I know the common explanation is that they are called “ordinary”, not the diminish their importance, but simply to identify one from the other.
Fr. Jeffrey Kirby offers a different way of looking at these Sundays in “Ordinary Time”.
During Ordinary Time, the Church’s prayers and selections of readings from the Sacred Scriptures have believers accompany the Lord Jesus in his public ministry.
Accompanying Jesus in his public ministry
He writes that, spiritually speaking, ‘Ordinary Time’ is anything but
During Ordinary Time, the Church’s prayers and selections of readings from the Sacred Scriptures have believers accompany the Lord Jesus in his public ministry. The Church selects healings, signs, and essential teachings from the life of Jesus Christ so that followers can be reminded, reaffirmed, consoled, and challenged in how they are living the Christian way of life.
Through Ordinary Time, the community of disciples is once again told by the Lord to forgive, accept others generously, be healed and serve as instruments of healing, seek peace, live humbly, pray and trust in his care for them.

__REQUEST__. Continue the passage on Ordinary Time from its last sentence, keeping its voice and subject.

__DATA RECORDS__.
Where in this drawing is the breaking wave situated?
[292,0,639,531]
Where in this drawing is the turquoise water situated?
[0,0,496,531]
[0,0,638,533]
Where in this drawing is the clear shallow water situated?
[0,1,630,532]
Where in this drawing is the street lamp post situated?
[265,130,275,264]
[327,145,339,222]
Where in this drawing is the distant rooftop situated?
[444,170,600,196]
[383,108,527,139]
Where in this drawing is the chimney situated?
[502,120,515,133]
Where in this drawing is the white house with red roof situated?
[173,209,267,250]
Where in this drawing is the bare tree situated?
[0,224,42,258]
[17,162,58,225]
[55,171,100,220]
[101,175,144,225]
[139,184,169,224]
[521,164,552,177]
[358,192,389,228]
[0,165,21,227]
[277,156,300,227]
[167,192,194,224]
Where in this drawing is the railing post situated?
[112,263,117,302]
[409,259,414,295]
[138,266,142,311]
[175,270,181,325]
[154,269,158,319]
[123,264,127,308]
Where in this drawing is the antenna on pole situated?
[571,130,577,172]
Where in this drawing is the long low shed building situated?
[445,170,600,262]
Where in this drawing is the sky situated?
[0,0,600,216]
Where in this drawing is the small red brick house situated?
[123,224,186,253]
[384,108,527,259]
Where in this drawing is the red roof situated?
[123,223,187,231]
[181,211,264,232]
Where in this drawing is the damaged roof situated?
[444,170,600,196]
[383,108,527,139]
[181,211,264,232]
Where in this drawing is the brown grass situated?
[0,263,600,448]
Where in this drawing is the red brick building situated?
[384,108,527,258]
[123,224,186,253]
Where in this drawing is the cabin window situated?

__ANSWER TO THIS TASK__.
Ordinary Time can serve as a welcome signpost along the path of our discipleship and of our lives. It can be an opportunity for us to put urgent things in check so that they don’t dominate our existence and a sacred time for us to renew and cherish important things so that our lives can flourish and we can enrich the lives of others. This examination of discipleship and of life, and the resolutions drawn from it, is a favorable chance to live in the present moment.
St. Elizabeth Ann Seton understood “ordinary times”
Sr. Regina Bechtle SC, offers St. Elizabeth’s understanding of the word “ordinary”. She writes…
…That tender God was revealed to her not in fireworks or bells and whistles. No, the making known of God happened in the most ordinary of ways and places.
At the kitchen table, the writing desk, the home of a friend, God’s tender face was revealed.
In the bedroom where her children were conceived and born, and at the bedsides of the sick and dying, God’s tender touch was revealed.
In the cramped rooms where poor widows and children lived, in the classroom where she heard the lessons of lonely children, God’s tender heart was revealed.
Certainly, the powerful, luminous Presence of Christ in the Blessed Sacrament focused and summed up all of God’s revelations to Elizabeth. But – especially as we gather here in the house where she used to live – she would want us to know that her dearest epiphany moments would always breakthrough in the most ordinary of ways and places.
Further questions
- What has been my attitude toward “Sundays in Ordinary Time”?
- Have I been aware of these times as “accompanying Jesus in his ministry”?
- Can I see God present in the “ordinary times of my life”?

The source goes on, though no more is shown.